TEXTBLOCK ::
Die Rebellion beginnt.
Starttag, 16:45 Uhr. Ich sitze im Kino und fühle … mich alt. Links neben mir: 2 Kinder mit erwachsener Begleitung. Ich blicke in die Reihen vor mir und versuche einen Menschen zu erblicken der ebenfalls der Bald 30-Genertion angehört. Fehlanzeige! Hinter mir: ca. ein Dutzend Jungs die knapp die Altersfreigabe erfüllen, wenn überhaupt. Schlimmer als das sie evtl. unberechtigt dort sitzen ist die Tatsachen dass die meisten von ihnen unter dem „Ich kann meinen Mund keine 140 Minuten halten – Syndrom“ litten. Neben dem chronischen Alleswisser war in dieser Gruppe auch der chronische Nichtswisser anwesend, der bei jeder neuen Person, die auf der Leinwand auftauchte, fragte wer das denn sei.
Lange Rede, kurzer Sinn: Schaut euch den Film nicht vor 20 Uhr an!
Wollte ich sonst noch was erzählen? Ja, da war ja noch eine Kleinigkeit, der Simpsons-Trailer!
Herrlich, habe den Kauf der Karte für den 25. noch nicht bereut.

SCHRIFTLICHE ANFRAGE :: Schreibe die Fortsetzung des Kinoberichts, beginnend nach dessen letztem Satz. Die anschließenden Daten sind eigenständiges Material und gehören nicht zum Kinobericht.

BEREITGESTELLTE DATEN ::

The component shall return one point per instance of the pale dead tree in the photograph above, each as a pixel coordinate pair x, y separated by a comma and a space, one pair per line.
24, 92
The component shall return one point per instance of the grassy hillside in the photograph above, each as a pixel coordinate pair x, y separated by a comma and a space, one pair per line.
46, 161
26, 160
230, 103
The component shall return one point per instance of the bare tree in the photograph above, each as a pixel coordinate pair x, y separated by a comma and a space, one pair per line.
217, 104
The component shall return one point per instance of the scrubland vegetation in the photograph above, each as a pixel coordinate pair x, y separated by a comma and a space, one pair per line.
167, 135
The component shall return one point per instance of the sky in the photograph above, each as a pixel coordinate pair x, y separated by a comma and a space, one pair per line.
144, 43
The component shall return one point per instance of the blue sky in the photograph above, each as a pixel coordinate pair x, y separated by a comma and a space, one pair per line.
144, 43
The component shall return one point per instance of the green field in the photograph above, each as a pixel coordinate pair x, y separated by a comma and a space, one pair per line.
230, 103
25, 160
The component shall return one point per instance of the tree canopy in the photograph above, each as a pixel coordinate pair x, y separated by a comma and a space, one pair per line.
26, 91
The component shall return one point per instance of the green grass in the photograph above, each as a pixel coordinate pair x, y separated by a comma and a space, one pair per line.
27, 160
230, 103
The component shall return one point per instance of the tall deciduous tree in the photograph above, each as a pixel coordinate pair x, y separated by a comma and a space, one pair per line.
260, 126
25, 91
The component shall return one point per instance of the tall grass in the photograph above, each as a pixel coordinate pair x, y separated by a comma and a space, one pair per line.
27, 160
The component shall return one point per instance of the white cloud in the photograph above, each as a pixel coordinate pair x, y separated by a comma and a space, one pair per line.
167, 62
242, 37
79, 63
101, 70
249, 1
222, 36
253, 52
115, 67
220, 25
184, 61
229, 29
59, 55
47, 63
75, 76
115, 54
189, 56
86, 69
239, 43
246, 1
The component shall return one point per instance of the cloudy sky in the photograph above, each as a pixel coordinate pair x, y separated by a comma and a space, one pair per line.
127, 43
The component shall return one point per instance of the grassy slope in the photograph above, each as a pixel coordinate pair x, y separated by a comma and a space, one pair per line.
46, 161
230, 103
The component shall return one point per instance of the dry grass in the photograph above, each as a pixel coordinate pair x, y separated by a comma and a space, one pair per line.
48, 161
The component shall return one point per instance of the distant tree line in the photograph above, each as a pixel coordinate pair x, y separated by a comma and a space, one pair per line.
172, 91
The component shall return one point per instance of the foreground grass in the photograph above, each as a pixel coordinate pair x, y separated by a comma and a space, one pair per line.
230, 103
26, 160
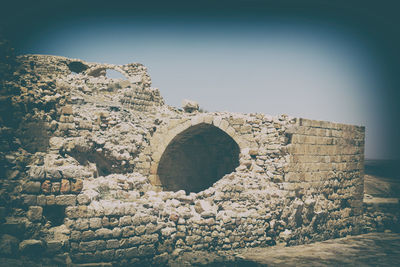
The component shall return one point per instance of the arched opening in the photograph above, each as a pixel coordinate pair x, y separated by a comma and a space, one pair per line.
196, 158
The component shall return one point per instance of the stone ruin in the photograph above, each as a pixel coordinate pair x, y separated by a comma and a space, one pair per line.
101, 170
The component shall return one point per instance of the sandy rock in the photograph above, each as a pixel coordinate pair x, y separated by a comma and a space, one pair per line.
189, 105
31, 246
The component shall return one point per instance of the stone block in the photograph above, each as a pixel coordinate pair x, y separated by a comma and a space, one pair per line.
51, 200
34, 213
36, 173
31, 246
8, 245
95, 223
66, 200
55, 187
76, 185
92, 245
31, 187
65, 186
29, 200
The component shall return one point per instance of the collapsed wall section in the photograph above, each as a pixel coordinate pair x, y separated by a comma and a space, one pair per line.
294, 181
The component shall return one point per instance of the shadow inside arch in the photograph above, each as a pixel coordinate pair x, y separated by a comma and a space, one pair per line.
196, 158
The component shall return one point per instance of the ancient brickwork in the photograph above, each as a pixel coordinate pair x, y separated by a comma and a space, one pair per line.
289, 181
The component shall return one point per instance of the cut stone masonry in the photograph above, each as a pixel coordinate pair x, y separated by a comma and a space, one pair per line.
133, 180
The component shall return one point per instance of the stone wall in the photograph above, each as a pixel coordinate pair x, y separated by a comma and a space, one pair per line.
93, 192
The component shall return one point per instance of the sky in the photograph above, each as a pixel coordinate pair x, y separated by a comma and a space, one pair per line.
316, 60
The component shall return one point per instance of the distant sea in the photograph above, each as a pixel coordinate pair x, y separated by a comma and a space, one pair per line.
383, 168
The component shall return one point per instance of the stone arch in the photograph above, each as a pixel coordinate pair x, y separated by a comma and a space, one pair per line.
196, 158
170, 134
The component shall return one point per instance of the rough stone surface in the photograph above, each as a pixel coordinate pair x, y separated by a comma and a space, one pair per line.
98, 157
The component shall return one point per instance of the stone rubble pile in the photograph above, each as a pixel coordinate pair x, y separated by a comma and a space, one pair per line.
80, 182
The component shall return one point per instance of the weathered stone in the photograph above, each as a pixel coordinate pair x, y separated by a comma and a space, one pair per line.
31, 246
55, 187
34, 213
41, 200
104, 233
36, 173
65, 186
32, 187
51, 200
54, 246
46, 187
8, 245
76, 186
92, 245
88, 235
189, 105
66, 200
95, 223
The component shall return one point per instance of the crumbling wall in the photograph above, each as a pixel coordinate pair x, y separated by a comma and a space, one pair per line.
297, 180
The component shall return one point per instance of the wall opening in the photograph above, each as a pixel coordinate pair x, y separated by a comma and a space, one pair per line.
196, 158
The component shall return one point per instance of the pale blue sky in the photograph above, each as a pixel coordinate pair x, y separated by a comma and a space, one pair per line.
280, 66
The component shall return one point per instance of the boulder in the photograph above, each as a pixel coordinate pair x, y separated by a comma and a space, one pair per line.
31, 246
189, 105
8, 245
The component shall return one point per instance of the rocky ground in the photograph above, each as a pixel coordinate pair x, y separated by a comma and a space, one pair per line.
373, 249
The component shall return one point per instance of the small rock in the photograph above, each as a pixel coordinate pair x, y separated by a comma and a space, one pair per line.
31, 246
76, 186
65, 186
189, 105
35, 213
8, 245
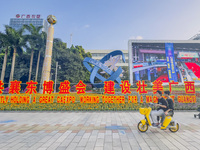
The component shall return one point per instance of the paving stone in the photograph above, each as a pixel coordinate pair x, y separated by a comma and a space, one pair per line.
86, 130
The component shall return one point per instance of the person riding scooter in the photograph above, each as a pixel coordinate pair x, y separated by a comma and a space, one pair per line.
170, 109
162, 107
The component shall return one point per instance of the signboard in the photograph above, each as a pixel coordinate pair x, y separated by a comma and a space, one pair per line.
188, 55
171, 67
28, 16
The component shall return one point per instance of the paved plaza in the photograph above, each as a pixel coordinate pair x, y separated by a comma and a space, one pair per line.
93, 130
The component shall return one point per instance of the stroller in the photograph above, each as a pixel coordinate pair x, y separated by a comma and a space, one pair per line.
195, 115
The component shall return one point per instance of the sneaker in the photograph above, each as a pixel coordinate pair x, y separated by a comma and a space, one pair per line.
163, 127
159, 126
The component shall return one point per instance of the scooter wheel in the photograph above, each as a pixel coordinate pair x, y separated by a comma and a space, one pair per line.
174, 129
141, 127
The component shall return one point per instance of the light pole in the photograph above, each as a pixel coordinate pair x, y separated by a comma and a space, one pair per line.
56, 75
48, 52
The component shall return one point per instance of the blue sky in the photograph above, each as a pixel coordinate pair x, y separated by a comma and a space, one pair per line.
109, 24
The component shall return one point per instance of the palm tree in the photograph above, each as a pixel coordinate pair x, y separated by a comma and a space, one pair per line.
42, 45
33, 42
17, 41
4, 40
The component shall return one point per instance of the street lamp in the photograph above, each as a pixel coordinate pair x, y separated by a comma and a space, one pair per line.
57, 66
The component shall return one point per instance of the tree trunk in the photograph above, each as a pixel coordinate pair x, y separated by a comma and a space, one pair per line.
4, 65
31, 65
13, 65
38, 62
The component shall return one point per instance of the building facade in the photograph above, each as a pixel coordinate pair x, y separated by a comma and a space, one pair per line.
23, 19
99, 54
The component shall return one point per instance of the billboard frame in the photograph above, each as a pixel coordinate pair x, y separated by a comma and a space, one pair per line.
131, 41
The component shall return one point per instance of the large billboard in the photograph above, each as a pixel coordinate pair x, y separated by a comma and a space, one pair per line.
166, 61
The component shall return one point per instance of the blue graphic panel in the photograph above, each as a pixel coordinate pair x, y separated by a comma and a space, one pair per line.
171, 66
114, 76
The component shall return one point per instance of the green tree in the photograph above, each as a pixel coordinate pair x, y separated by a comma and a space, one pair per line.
42, 45
4, 41
17, 41
33, 40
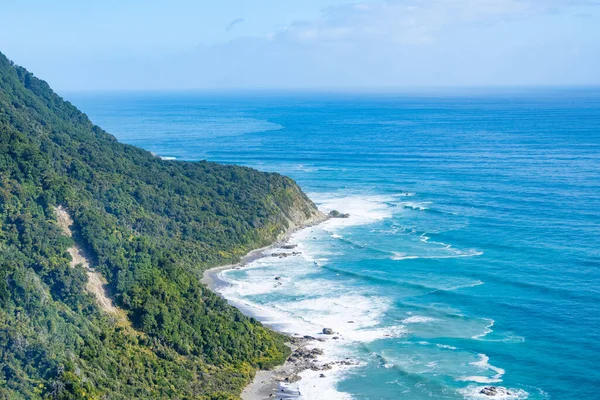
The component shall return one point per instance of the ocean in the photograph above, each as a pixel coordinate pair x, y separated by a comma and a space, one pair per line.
471, 256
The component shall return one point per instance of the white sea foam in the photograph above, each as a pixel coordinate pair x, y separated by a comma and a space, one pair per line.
488, 330
483, 365
417, 319
473, 392
362, 209
413, 205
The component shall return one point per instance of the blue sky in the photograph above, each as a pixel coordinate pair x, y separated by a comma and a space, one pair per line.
308, 44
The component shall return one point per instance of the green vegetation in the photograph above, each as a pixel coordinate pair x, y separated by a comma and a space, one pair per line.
151, 227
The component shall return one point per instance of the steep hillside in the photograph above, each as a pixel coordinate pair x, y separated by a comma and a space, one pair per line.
148, 228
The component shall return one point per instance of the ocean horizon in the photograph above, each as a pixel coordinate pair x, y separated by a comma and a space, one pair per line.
470, 257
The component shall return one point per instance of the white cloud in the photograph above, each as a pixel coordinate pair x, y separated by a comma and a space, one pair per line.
412, 21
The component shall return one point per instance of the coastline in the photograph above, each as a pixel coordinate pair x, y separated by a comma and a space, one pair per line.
305, 350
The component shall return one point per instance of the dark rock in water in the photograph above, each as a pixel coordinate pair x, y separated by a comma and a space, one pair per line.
495, 391
337, 214
293, 378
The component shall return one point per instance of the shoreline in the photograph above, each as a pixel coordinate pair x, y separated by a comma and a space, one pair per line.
304, 349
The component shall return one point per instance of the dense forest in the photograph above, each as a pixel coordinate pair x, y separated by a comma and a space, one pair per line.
150, 227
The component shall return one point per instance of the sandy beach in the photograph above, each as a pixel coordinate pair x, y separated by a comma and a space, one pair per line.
306, 351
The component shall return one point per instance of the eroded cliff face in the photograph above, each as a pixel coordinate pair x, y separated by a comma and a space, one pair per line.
148, 228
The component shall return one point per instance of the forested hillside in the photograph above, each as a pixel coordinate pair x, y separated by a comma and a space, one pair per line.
150, 227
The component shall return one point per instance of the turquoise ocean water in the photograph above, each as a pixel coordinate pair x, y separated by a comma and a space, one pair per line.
472, 254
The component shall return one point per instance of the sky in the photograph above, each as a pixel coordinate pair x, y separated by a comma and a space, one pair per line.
303, 44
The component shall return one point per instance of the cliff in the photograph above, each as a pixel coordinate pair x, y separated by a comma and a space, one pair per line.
143, 229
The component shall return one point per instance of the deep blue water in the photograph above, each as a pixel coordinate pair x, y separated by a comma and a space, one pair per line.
472, 255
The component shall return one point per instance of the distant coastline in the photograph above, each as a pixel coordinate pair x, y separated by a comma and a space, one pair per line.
304, 349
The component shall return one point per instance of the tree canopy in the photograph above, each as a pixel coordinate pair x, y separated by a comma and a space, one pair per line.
150, 227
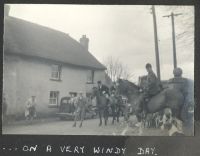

SCHRIFTLICHE ANTWORT ::
So, nun bin ich aber fertig.
Halt, nicht wegklicken, nach dem Simpsons-Trailer kam ja noch ein Film, und damit endlich zum eigentlich Thema, das da heißt ‚Harry Phoenix und der Orden des Potter’ oder so ähnlich.
„Tatze? Kenn ich nicht.“ Wenn es euch ähnlich geht solltet ihr euch die letzten Vorgänger dieses Films noch einmal anschauen, denn die Story baut auf diesen auf.
Dementsprechend trifft man einige alte Bekannte aus dem „Gefangenen von Askaban“ und „Feuerkelch“ wieder: Lupin, Sirius, Moody.
Zum ersten Mal tauchen also Lehrer des Fachs „Verteidigung gegen die dunklen Künste“ ein zweites Mal in einem Harry Potter–Film auf. Allerdings ohne dabei eine Fuß in die Schule zu setzen, denn den Unterricht übernimmt dieses Mal eine Frau!
Ich weiß, das ist schwer zu verstehen, aber sie ist dort auch nicht um den Schülern etwas beizubringen, sondern HALT! Ich wollte gar nicht so viel über die Story verraten.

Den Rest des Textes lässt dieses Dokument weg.